**Prompt**
Show each line in the records below that has the word "side" in it. Case counts.

**Listing**

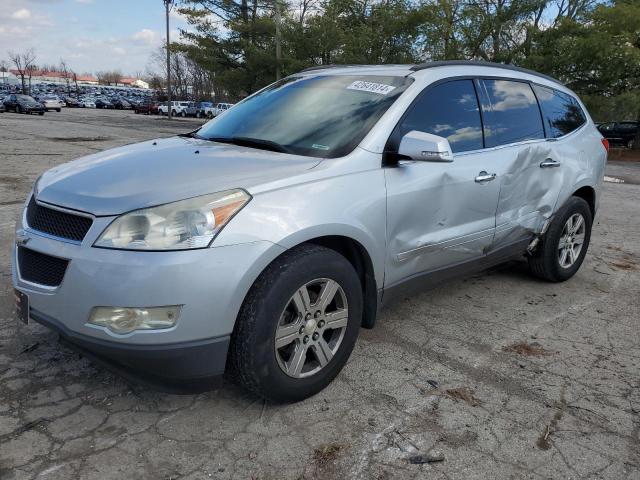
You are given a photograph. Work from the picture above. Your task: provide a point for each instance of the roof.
(480, 63)
(408, 69)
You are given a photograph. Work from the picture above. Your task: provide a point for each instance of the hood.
(161, 171)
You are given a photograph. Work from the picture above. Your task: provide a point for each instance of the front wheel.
(298, 325)
(565, 243)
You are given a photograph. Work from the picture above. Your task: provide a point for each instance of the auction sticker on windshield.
(372, 87)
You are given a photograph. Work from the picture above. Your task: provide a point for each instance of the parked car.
(177, 108)
(620, 133)
(121, 104)
(197, 109)
(147, 107)
(266, 239)
(218, 109)
(87, 103)
(51, 102)
(71, 102)
(103, 103)
(23, 104)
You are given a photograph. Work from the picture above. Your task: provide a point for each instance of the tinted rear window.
(448, 110)
(628, 126)
(562, 113)
(511, 112)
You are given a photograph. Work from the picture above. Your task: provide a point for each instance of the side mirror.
(425, 147)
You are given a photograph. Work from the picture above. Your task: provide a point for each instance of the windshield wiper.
(193, 134)
(252, 143)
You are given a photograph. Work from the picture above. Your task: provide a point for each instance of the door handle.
(549, 163)
(484, 177)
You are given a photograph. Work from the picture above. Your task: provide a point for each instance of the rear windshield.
(323, 116)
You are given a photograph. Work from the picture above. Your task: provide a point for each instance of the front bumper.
(185, 367)
(210, 284)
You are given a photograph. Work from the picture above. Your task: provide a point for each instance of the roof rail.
(331, 65)
(480, 63)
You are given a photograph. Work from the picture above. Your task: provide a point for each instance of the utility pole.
(278, 40)
(167, 6)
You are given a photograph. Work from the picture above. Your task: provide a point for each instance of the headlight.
(183, 225)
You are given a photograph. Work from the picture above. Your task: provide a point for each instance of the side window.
(448, 110)
(510, 113)
(562, 113)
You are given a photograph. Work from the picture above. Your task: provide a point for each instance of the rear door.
(441, 214)
(528, 166)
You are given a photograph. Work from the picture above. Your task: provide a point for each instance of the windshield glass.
(320, 116)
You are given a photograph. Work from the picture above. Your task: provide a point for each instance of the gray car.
(262, 242)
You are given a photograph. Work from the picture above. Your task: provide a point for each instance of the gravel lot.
(493, 376)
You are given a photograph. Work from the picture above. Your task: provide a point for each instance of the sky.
(90, 35)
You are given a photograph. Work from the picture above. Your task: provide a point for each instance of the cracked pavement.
(497, 375)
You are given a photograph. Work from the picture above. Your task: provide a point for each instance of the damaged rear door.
(441, 214)
(529, 170)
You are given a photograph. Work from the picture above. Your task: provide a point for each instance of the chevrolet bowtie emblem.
(22, 238)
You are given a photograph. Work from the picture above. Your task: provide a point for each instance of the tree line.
(235, 47)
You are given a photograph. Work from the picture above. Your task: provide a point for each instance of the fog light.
(126, 320)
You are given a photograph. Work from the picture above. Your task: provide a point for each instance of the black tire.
(544, 263)
(252, 356)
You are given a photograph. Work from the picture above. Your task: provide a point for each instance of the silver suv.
(262, 242)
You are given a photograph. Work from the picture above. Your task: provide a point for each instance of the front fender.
(351, 205)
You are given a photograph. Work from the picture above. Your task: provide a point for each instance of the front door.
(441, 214)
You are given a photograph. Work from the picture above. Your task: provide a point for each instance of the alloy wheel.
(311, 328)
(571, 240)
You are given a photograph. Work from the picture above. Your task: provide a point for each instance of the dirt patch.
(529, 349)
(463, 394)
(79, 139)
(628, 266)
(326, 454)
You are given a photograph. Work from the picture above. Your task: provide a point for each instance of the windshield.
(320, 116)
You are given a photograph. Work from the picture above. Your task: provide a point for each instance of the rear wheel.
(298, 324)
(565, 244)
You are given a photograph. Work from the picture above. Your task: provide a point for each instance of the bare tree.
(24, 63)
(4, 68)
(112, 77)
(66, 73)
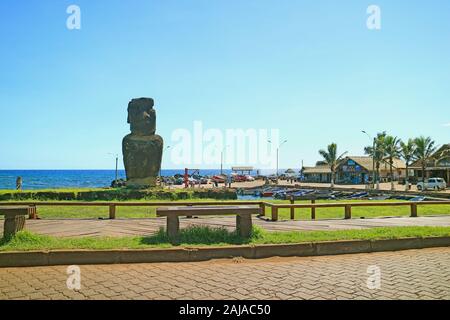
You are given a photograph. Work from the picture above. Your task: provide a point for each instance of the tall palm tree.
(392, 150)
(424, 150)
(332, 159)
(407, 152)
(378, 153)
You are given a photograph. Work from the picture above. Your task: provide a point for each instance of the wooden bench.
(14, 219)
(243, 216)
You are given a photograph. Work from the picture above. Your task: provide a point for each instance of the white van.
(432, 184)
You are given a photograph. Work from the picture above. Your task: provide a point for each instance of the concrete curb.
(80, 257)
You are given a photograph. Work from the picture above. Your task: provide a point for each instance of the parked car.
(432, 184)
(239, 178)
(218, 179)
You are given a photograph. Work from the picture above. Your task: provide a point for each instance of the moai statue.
(142, 148)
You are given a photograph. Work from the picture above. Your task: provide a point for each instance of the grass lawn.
(204, 236)
(49, 212)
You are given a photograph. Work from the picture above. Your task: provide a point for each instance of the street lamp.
(221, 159)
(117, 163)
(373, 158)
(278, 149)
(160, 168)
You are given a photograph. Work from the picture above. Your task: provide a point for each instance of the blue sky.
(311, 69)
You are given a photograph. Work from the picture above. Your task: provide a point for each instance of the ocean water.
(46, 179)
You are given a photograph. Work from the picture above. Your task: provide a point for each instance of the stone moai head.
(142, 117)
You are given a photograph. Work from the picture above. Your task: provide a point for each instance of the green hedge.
(119, 194)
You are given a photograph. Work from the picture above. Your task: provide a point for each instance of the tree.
(330, 157)
(378, 153)
(392, 150)
(424, 150)
(407, 152)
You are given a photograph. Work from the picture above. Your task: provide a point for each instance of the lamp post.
(221, 159)
(373, 158)
(278, 150)
(117, 164)
(160, 168)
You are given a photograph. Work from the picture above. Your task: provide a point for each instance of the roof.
(442, 152)
(364, 161)
(316, 169)
(367, 162)
(242, 168)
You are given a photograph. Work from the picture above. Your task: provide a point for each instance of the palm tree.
(392, 151)
(330, 157)
(424, 150)
(377, 154)
(407, 152)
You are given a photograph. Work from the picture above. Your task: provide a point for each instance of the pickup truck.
(432, 184)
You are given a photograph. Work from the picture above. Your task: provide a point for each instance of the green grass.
(207, 236)
(53, 212)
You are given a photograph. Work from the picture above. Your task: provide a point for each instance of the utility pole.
(117, 166)
(221, 159)
(160, 168)
(373, 158)
(278, 151)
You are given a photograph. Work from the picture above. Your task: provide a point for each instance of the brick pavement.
(412, 274)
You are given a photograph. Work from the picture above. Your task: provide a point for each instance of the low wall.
(120, 194)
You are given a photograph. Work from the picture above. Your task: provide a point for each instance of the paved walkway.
(142, 227)
(413, 274)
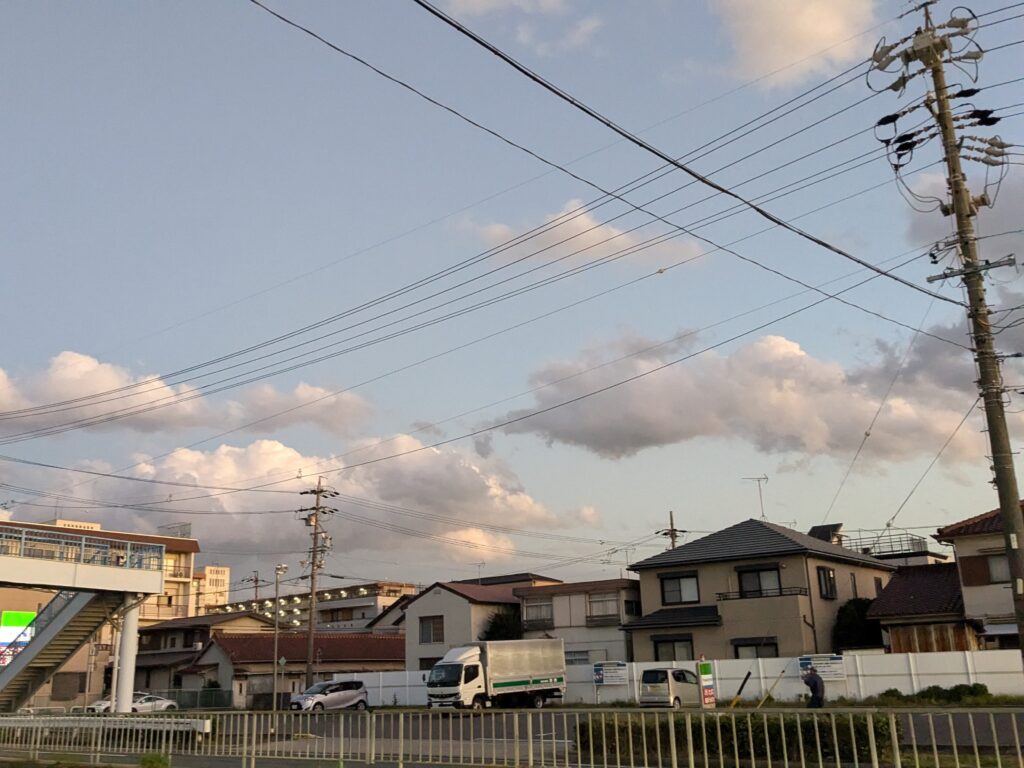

**The completed task**
You are given a photograph. Work from the picture above. Your task: provide a point for each instance of the side mirror.
You are given a photograph. Work from the picture above. Your task: provide a point for each instance of the side window.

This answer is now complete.